— EXERCISE DIRECTIONS —
Which rows below contain the string "tall"? Report every such line in full.

— DATA FOR PROCESSING —
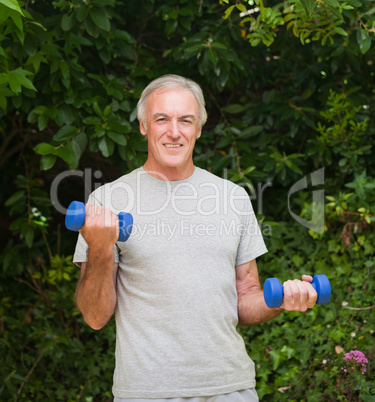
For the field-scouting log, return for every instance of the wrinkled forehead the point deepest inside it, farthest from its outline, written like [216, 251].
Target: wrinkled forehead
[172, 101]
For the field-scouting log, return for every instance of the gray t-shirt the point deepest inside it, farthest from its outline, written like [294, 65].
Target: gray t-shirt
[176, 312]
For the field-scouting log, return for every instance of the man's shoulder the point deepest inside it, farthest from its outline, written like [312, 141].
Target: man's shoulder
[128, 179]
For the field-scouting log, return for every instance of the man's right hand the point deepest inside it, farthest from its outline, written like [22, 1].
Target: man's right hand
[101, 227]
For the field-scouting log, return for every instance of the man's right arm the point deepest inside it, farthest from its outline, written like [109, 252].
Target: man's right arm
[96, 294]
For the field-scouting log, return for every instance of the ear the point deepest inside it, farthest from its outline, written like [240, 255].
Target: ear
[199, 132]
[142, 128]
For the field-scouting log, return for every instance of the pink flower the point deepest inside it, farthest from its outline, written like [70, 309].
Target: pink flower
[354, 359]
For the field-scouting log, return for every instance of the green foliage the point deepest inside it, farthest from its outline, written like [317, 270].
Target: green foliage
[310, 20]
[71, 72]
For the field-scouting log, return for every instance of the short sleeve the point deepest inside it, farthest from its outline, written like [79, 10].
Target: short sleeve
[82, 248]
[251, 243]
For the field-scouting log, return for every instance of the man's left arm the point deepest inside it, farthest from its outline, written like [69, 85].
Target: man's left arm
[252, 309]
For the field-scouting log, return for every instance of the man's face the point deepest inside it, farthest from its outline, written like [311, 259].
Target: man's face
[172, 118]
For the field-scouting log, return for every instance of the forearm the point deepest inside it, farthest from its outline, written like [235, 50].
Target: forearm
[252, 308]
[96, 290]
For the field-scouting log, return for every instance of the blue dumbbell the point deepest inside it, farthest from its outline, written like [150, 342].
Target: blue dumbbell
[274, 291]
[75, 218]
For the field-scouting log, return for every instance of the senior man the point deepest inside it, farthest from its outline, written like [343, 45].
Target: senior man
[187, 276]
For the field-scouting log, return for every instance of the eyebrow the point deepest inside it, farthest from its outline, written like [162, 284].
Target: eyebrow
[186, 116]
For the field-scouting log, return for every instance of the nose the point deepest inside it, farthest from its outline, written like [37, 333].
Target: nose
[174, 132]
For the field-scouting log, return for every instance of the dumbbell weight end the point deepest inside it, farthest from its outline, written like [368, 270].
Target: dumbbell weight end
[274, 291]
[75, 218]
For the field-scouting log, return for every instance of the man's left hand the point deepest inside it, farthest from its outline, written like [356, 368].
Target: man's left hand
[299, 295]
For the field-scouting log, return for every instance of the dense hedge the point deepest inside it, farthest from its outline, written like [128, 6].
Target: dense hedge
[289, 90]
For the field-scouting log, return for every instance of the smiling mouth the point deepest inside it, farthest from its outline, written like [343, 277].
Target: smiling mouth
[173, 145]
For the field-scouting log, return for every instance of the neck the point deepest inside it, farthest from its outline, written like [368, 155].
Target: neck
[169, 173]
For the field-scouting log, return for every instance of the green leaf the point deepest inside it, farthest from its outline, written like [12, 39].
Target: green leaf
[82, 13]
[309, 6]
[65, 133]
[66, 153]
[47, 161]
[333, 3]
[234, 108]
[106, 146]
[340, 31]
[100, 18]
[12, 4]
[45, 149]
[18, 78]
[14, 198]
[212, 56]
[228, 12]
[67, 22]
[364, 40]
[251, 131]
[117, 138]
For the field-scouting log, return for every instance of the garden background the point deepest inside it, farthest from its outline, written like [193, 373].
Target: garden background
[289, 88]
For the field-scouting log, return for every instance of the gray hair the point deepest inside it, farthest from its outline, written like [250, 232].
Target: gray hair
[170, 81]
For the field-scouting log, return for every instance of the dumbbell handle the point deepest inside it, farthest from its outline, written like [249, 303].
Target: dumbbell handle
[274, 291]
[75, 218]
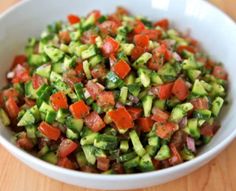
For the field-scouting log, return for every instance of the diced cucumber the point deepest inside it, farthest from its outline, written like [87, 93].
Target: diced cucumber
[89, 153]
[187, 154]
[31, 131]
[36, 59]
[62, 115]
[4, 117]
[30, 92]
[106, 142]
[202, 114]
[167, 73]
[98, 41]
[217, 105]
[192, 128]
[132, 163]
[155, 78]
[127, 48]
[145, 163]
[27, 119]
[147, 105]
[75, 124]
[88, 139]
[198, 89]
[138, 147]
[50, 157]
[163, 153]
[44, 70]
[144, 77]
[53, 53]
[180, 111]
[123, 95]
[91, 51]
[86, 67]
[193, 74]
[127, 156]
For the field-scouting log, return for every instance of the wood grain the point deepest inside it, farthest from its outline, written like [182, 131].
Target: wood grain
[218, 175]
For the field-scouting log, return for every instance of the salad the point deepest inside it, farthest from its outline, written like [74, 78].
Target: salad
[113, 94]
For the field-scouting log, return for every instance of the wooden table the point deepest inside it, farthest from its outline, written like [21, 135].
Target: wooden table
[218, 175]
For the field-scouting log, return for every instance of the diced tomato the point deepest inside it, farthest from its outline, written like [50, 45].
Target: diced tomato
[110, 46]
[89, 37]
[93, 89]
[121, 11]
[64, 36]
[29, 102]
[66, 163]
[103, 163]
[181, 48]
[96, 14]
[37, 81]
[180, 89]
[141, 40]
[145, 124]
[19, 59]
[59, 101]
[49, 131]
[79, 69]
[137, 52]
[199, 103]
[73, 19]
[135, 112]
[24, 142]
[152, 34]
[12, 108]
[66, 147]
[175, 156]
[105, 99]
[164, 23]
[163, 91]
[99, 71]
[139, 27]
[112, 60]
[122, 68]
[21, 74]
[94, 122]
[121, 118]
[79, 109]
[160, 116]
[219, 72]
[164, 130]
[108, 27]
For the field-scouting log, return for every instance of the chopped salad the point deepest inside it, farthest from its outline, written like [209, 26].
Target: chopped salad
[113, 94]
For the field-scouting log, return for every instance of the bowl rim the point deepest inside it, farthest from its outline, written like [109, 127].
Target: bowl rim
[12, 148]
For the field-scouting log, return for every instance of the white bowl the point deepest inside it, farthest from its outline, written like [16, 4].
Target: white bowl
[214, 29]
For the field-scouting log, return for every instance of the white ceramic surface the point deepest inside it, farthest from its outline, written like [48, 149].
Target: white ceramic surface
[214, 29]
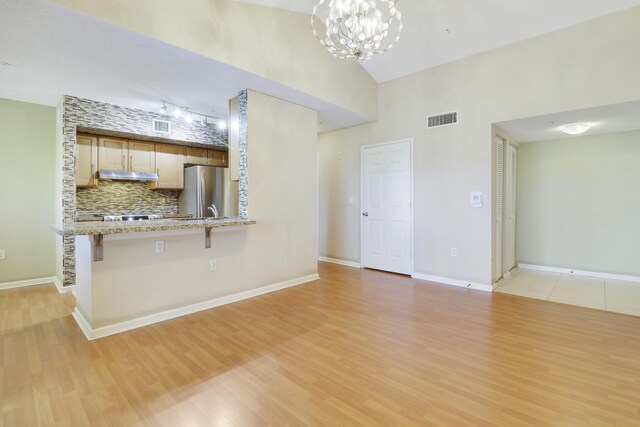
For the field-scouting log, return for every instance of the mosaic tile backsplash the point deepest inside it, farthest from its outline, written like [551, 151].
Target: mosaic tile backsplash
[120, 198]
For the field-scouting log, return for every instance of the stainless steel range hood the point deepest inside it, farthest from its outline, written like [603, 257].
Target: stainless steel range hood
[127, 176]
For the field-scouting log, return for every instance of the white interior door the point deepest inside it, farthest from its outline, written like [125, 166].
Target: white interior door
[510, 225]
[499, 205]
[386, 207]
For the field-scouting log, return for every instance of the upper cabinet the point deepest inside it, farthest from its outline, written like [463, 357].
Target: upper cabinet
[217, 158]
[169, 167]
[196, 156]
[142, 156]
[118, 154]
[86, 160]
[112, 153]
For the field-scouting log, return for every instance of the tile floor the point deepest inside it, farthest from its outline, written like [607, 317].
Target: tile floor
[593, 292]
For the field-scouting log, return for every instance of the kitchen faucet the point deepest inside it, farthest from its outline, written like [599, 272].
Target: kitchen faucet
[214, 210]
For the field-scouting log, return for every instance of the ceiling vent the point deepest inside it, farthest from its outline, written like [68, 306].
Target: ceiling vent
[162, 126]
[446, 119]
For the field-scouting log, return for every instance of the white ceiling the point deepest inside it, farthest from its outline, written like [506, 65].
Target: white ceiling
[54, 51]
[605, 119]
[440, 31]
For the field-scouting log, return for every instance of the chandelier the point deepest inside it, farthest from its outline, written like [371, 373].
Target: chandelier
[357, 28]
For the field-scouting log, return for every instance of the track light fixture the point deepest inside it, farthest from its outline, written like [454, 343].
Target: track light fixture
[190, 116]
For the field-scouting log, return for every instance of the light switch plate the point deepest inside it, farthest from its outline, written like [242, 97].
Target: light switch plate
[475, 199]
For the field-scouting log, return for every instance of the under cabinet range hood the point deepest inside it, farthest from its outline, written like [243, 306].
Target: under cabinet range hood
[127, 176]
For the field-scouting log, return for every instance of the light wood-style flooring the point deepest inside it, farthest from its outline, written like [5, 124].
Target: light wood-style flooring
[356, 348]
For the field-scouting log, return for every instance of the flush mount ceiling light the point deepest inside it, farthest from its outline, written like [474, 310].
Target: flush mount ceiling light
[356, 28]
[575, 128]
* * *
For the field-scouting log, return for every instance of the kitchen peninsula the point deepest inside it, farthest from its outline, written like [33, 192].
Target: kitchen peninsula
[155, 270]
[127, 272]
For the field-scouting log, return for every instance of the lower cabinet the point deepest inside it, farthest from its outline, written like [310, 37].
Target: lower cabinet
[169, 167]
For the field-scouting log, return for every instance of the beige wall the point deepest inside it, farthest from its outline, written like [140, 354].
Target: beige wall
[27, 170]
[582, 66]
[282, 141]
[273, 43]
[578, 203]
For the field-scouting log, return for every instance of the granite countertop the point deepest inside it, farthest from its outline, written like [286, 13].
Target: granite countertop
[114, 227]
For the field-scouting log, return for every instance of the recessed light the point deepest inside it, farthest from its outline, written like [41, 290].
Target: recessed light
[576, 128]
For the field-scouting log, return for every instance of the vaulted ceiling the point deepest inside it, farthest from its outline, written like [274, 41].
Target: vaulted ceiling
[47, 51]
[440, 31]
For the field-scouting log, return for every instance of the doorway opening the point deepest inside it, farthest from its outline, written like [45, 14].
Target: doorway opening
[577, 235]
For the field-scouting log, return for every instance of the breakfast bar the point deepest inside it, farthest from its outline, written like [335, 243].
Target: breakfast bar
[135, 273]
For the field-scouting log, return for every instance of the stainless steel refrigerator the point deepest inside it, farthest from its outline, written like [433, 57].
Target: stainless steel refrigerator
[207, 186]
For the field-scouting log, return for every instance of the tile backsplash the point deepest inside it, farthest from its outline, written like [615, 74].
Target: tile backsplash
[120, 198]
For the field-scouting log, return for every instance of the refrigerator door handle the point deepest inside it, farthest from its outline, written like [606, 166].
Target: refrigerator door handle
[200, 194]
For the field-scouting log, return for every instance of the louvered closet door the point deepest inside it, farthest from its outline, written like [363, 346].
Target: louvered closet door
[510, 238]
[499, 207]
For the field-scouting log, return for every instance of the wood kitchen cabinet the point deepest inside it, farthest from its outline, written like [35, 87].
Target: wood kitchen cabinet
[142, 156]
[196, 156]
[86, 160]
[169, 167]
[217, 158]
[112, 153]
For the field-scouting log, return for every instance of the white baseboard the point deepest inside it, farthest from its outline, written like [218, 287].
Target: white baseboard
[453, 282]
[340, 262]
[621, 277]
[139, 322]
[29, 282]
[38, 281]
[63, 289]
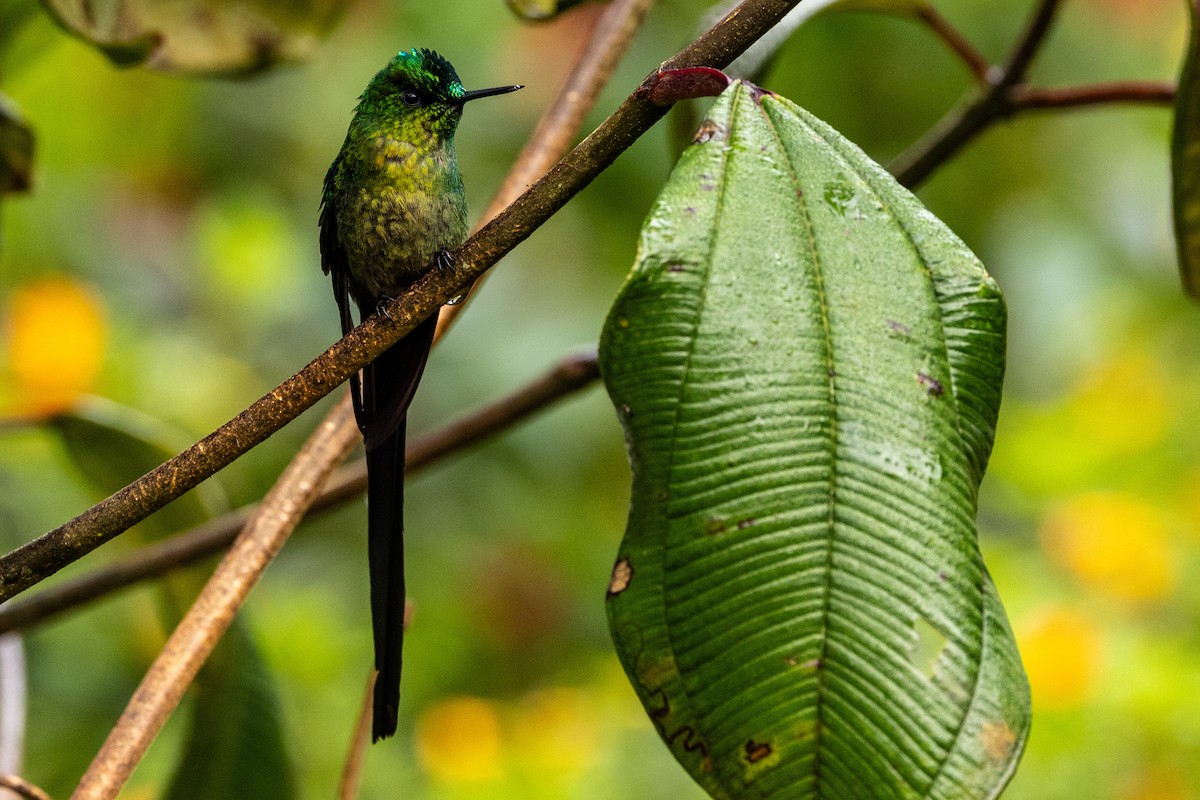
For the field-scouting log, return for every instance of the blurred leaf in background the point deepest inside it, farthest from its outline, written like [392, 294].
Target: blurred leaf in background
==
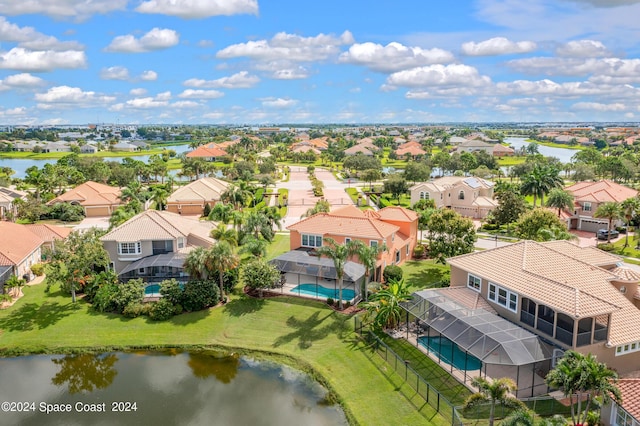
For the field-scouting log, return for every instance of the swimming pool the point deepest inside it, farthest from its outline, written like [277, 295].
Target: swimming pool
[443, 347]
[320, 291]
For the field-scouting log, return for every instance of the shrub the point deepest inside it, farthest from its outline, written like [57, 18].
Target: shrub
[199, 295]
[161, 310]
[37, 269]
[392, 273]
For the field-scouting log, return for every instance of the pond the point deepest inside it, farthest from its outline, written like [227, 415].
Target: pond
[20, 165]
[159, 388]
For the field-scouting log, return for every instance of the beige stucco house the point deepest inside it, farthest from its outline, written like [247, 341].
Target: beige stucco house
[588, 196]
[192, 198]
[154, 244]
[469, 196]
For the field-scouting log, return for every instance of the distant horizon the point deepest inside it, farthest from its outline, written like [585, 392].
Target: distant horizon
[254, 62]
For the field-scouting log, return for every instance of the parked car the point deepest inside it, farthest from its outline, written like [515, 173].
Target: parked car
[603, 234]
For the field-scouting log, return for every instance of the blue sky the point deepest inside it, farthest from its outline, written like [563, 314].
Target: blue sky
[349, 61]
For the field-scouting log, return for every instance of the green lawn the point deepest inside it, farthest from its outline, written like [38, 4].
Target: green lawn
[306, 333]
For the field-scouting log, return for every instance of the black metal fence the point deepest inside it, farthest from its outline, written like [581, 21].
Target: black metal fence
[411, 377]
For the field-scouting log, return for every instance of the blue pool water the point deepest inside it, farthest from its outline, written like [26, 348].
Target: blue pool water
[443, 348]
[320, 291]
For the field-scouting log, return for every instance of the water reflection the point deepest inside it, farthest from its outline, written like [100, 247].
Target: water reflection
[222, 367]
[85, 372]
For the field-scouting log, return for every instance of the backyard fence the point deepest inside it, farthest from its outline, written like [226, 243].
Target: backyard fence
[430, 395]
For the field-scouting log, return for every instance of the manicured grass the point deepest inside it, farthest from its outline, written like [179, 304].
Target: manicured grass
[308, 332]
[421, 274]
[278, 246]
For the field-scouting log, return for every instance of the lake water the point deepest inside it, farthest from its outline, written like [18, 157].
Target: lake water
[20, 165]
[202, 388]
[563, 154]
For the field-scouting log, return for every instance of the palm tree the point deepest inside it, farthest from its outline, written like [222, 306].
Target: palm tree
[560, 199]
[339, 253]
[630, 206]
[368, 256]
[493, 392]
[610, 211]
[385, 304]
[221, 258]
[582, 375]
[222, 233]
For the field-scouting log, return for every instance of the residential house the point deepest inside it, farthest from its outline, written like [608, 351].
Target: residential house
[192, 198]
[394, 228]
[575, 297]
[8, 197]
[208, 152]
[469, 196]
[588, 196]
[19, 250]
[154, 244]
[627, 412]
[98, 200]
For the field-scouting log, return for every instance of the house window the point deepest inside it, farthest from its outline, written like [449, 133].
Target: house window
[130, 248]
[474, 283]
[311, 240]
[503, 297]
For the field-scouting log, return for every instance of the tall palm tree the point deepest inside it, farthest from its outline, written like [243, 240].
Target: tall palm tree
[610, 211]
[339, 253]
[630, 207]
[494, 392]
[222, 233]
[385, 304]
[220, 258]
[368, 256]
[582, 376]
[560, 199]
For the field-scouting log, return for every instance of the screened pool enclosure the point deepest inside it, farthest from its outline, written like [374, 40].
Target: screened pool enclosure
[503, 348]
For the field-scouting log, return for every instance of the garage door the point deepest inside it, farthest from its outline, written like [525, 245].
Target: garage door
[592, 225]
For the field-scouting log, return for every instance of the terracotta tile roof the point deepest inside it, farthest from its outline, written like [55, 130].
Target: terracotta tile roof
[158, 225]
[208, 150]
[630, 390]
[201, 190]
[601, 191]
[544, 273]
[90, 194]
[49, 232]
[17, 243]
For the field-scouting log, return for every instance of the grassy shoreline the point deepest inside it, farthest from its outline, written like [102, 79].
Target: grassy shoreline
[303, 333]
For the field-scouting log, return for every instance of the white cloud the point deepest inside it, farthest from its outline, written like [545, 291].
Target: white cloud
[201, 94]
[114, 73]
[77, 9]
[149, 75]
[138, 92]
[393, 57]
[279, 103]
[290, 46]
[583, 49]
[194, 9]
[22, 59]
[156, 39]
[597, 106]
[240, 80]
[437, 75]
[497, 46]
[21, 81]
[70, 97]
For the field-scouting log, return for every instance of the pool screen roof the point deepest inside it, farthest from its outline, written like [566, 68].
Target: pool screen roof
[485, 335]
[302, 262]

— WORKED SOLUTION —
For the field-scouting log, return for every instance of the tall palm tree the point deepest inside it, farthest from its outline, written like [243, 240].
Target: tall palm tree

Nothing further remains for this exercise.